(Tasks to complete)
• 1. List every figure number that the passage on the Amorphotheca resinae experiment cites.
• 2. Extend the passage on the Amorphotheca resinae spore experiment, picking up after its last sentence.

So it should not be difficult to imagine that spores, which are far smaller and lighter, would and probably are also present in such a light beam. The extent that spores can travel indoors where the air is still was nicely demonstrated with an experiment carried out by Dr. Clyde Christensen (1975), at the University of Minnesota St. Paul Campus, in the plant pathology building.

The Amorphotheca resinae Parbery [=Cladosporium resinae (Lindau) G.A. de Vries] Experiment or "How Fungal Spores Stay Afloat"

About Amorphotheca resinae 

The experiment used Amorphotheca resinae as a "marker fungus" whose spores are not usually found in the air. In nature this fungus is found only in resin permeated soil, and in wood that has been impregnated with coal tar creosote in order to protect them from decay, such as telephone poles and railroad ties.  Because of its requirement for creosote, an agar medium containing this compound is not only required for growth of A. resinae, but at the same time, will prevent the growth of other common air-borne or soil fungi. For those of you unfamiliar with an agar medium, it is a solidified, gelatin medium with nutrient that enables fungi to grow. Examples of nutrient agar plates with molds growing were shown above in Figs 22, 24 and 26.

(Information given)
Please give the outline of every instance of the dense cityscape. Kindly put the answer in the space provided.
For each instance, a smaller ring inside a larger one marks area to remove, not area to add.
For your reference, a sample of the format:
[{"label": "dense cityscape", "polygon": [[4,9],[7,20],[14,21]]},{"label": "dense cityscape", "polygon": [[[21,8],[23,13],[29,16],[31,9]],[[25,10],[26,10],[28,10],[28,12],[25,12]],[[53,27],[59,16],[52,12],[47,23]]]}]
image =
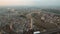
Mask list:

---

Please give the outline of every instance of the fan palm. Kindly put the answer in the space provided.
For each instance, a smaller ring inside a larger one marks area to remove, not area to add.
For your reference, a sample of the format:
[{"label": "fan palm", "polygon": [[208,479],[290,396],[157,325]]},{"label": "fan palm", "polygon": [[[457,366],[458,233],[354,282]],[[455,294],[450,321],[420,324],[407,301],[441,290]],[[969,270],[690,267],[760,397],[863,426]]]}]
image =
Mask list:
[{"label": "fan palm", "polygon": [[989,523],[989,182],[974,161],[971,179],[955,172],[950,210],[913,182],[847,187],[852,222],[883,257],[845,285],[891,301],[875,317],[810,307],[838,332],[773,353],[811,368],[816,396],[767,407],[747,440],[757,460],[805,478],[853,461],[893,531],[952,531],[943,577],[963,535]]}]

(Responses per task)
• 1. 22, 24, 26

• 2.
If a plate with the appropriate nutrient agar is exposed to the air that has fungal spores, it will enable the spores to germinate and grow.

Before beginning the experiment, Christensen wanted to ensure that the spores of this species were not already in the building, petri plates with creosote agar plates were exposed to ascertain if A. resinae was already established in the building or not. After exposing the plates throughout the building the A. resinae was not isolated. 

The Experiment

The four storied, plant pathology building, in which the experiment was carried out, has stairways at each end, with a hallway in the middle of each floor and does not have a central ventilating system. In testing the extent to which the A. resinae spores could remain afloat in the still air of the plant pathology building, agar plates with coal tar creosote were exposed throughout the building. A culture of A. resinae (Fig. 28) was then placed on the first floor hallway and the spores of the fungus were then brushed off the agar surface using a water color brush (Fig. 29), thereby dispersing the spores into the air of the building.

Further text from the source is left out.